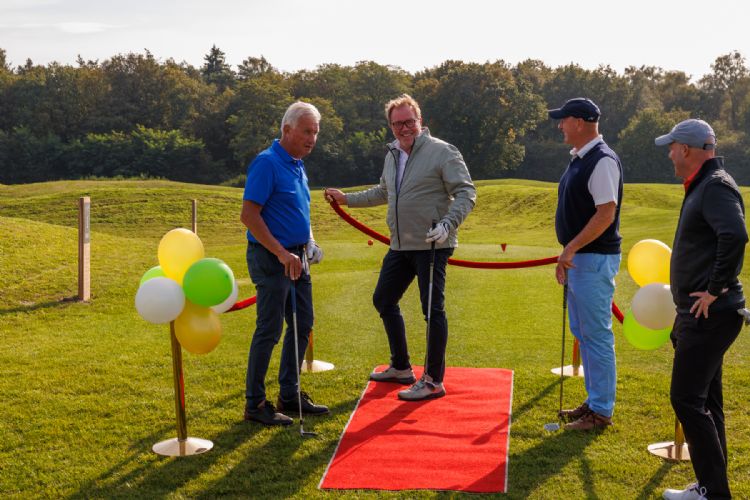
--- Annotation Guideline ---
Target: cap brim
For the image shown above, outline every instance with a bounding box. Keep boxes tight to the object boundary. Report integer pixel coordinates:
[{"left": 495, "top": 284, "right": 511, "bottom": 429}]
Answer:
[
  {"left": 654, "top": 134, "right": 674, "bottom": 146},
  {"left": 547, "top": 109, "right": 568, "bottom": 120}
]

# Short exercise
Copy out the entries with "cap brim" renamed to "hat brim" and every other part kept the same. Leave the pictures out.

# Written solution
--- Annotation Guideline ---
Target: hat brim
For the image shown above, outline every instance with a bounding box. Keep boxes tight to the object boundary. Report integer pixel coordinates:
[{"left": 495, "top": 284, "right": 511, "bottom": 429}]
Answer:
[
  {"left": 654, "top": 134, "right": 674, "bottom": 146},
  {"left": 547, "top": 109, "right": 568, "bottom": 120}
]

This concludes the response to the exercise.